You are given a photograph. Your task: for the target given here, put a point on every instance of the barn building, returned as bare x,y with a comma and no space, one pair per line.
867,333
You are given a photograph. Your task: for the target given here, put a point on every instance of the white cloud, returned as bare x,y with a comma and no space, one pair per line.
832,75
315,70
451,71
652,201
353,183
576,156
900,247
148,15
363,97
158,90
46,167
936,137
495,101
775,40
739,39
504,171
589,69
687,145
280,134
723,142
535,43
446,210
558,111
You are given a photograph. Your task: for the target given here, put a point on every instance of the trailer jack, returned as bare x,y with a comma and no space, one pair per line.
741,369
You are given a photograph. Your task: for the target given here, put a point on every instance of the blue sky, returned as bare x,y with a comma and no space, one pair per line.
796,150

☆ ☆ ☆ ☆ ☆ ☆ ☆

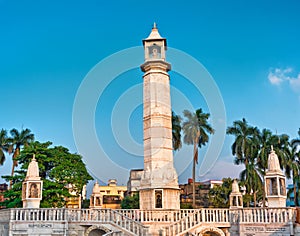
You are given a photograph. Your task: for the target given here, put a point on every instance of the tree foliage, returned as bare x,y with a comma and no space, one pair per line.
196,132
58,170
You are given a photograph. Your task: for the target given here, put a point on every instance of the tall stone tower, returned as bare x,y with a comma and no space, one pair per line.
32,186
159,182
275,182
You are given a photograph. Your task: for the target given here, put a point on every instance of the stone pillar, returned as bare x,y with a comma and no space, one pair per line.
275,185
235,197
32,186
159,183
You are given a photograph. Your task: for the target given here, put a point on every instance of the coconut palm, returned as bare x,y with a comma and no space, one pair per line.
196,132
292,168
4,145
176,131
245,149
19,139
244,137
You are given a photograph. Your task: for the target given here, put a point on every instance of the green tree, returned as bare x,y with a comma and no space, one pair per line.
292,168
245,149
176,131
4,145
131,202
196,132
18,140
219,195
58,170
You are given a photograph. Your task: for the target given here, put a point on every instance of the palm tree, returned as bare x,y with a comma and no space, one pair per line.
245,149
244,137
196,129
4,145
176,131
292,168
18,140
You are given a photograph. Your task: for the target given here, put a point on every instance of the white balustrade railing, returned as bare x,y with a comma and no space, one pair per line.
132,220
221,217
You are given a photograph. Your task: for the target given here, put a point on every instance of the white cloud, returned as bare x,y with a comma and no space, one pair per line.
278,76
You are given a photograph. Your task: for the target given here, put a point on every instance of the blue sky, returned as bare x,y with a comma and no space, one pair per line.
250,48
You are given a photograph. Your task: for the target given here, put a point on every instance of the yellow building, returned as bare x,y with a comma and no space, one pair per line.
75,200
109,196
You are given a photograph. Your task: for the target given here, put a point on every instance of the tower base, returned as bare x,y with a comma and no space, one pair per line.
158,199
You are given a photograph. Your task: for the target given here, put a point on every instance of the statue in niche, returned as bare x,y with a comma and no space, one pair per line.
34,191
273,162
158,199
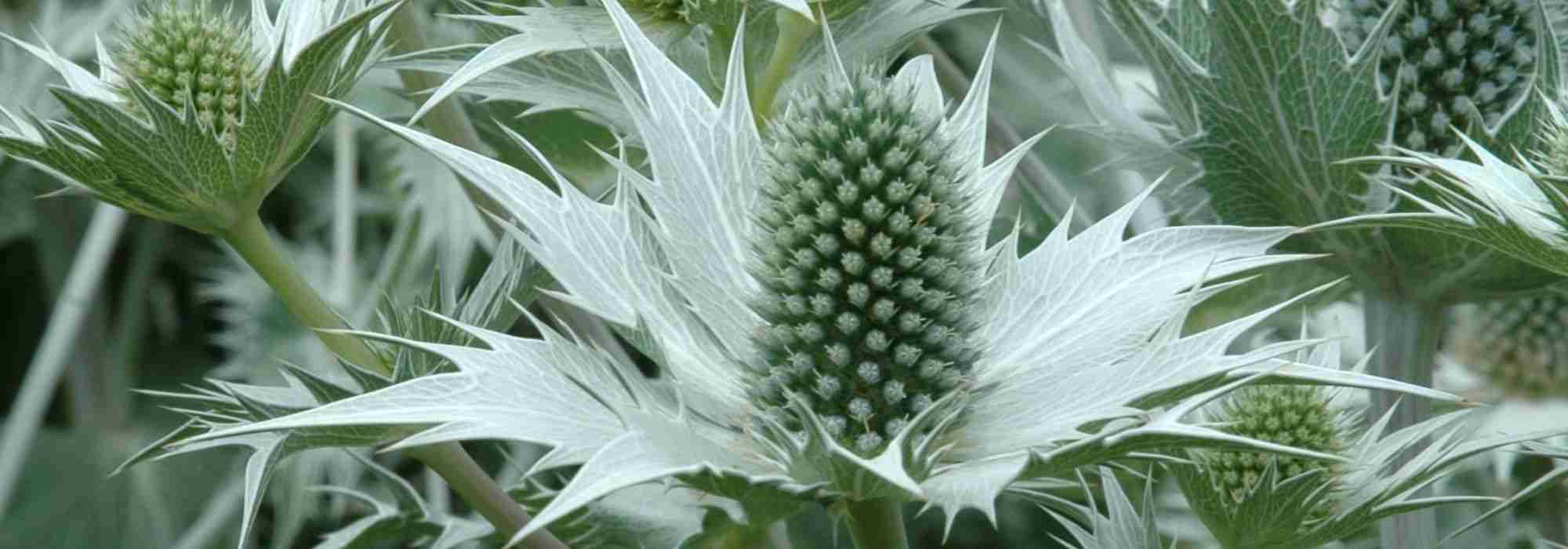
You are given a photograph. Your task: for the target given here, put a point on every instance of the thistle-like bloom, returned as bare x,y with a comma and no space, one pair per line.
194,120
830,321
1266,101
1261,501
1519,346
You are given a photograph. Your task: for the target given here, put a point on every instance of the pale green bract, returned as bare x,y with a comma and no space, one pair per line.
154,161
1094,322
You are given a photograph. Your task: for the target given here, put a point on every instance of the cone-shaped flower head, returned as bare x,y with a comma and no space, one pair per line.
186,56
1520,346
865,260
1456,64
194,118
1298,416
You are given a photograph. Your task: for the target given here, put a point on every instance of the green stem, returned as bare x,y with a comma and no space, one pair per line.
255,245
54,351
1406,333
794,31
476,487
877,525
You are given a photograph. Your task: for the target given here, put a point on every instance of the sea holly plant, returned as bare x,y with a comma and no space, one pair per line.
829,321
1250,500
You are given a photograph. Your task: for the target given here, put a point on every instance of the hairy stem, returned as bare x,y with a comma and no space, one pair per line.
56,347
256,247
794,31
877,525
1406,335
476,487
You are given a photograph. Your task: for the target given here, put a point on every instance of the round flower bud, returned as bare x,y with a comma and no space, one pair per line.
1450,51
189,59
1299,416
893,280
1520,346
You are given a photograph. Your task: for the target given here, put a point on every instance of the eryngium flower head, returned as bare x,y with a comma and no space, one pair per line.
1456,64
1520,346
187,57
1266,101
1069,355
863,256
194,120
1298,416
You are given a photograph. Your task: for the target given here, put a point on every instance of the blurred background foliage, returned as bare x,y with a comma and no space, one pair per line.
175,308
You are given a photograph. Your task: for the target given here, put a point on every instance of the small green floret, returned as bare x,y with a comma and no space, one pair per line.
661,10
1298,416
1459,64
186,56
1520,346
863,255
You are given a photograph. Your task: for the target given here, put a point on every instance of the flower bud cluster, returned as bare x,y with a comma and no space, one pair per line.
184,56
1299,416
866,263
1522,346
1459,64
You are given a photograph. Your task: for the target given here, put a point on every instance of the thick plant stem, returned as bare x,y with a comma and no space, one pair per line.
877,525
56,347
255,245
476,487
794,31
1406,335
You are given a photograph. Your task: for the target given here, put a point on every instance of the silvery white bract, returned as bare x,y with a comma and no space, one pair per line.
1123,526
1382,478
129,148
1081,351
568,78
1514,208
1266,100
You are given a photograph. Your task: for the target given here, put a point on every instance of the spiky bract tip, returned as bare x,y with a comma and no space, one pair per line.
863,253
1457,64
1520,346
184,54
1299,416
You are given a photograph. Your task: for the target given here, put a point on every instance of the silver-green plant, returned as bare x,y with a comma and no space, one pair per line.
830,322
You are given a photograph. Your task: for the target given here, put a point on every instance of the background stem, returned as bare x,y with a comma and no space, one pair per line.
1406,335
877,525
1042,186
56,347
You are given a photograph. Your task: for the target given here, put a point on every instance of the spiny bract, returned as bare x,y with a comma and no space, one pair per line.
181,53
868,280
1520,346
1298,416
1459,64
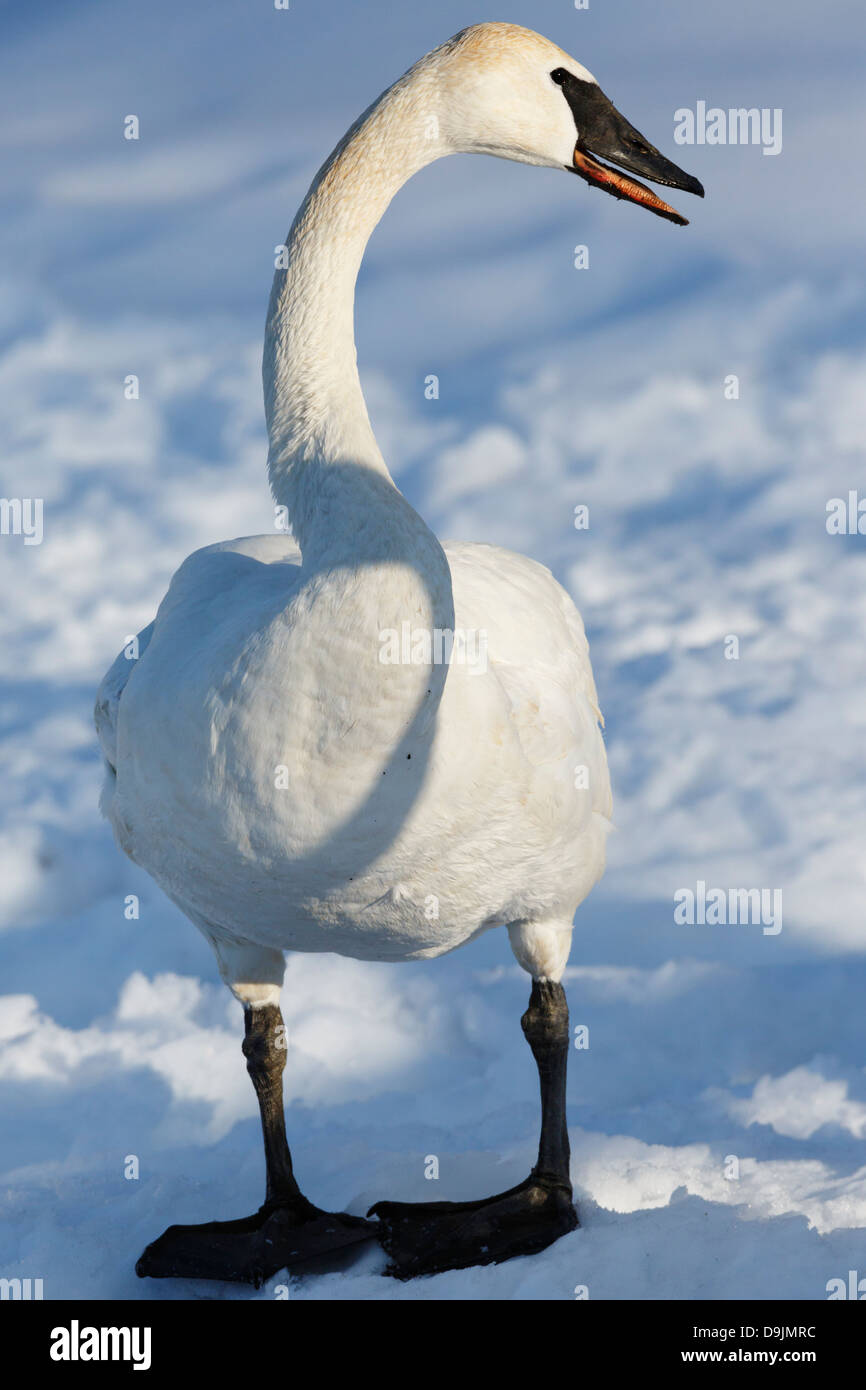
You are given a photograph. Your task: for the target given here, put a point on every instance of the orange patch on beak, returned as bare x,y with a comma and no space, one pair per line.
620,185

☆ ☆ ☆ ☆ ☆ ☆ ☆

Written request: List every line of the entries above that contains the string "tree", matching case exactly.

Solution:
You are given a photograph. Your task: for the target given here, put a point on every instance of the tree foliage, returned as bare x,y with a comma and no space, one pair per line.
You are given a photograph. Your task: for the target given here, put a point on every instance of the green tree, returned as bare x,y with a comma and no space, one pair per line.
You are given a photograph. Your task: for the target given here, put a point on every instance of the palm tree, returned as bare x,y with a comma and no space, one pair per line.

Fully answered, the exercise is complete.